◆ Instructions for the task ◆
Without the images, output each record below as it stands.

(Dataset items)
==========
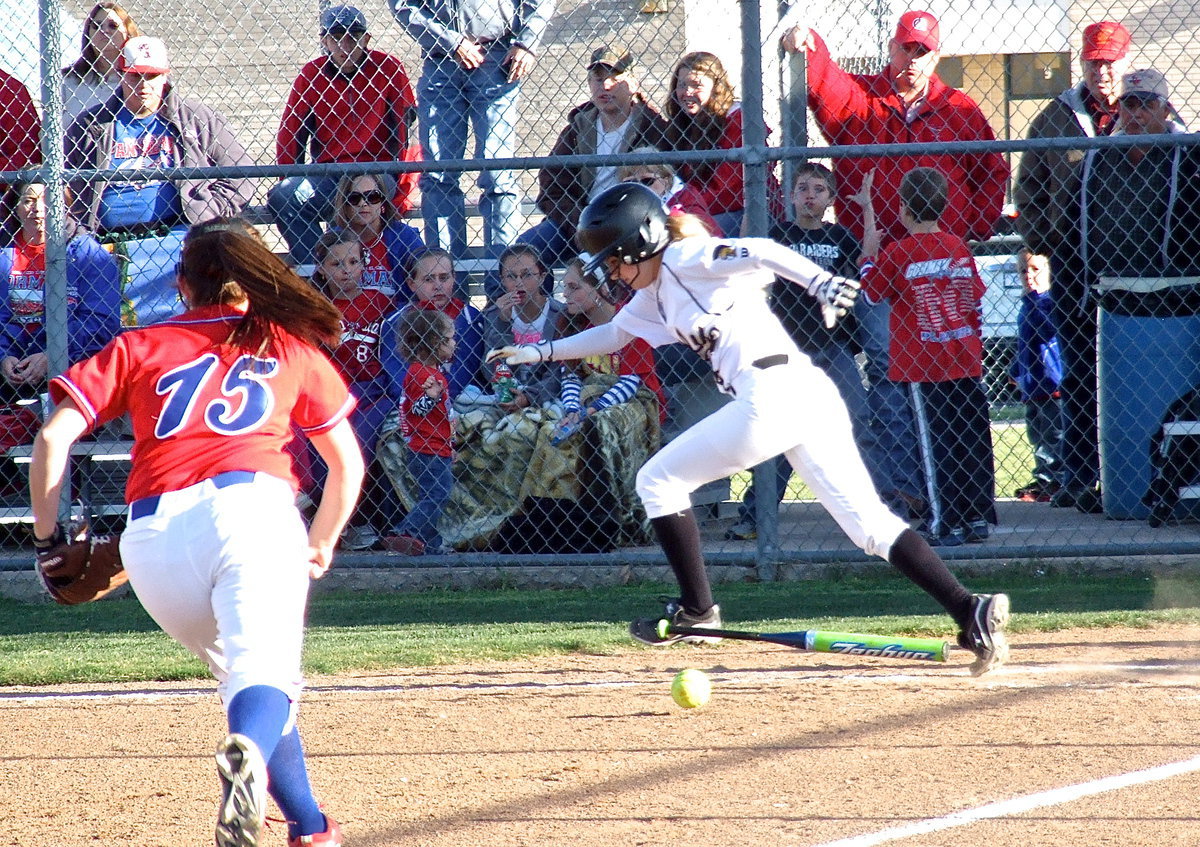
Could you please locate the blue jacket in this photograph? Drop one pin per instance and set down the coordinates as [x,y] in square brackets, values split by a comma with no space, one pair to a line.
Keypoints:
[1037,366]
[94,290]
[467,358]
==========
◆ Your solution ◆
Could you please locate the blue jacket in this photograph? Drop one pin per instance and set down the coordinates as [x,y] in square brackets, values split by a comma with no space, one pair to a line.
Keypoints:
[1037,366]
[94,290]
[467,358]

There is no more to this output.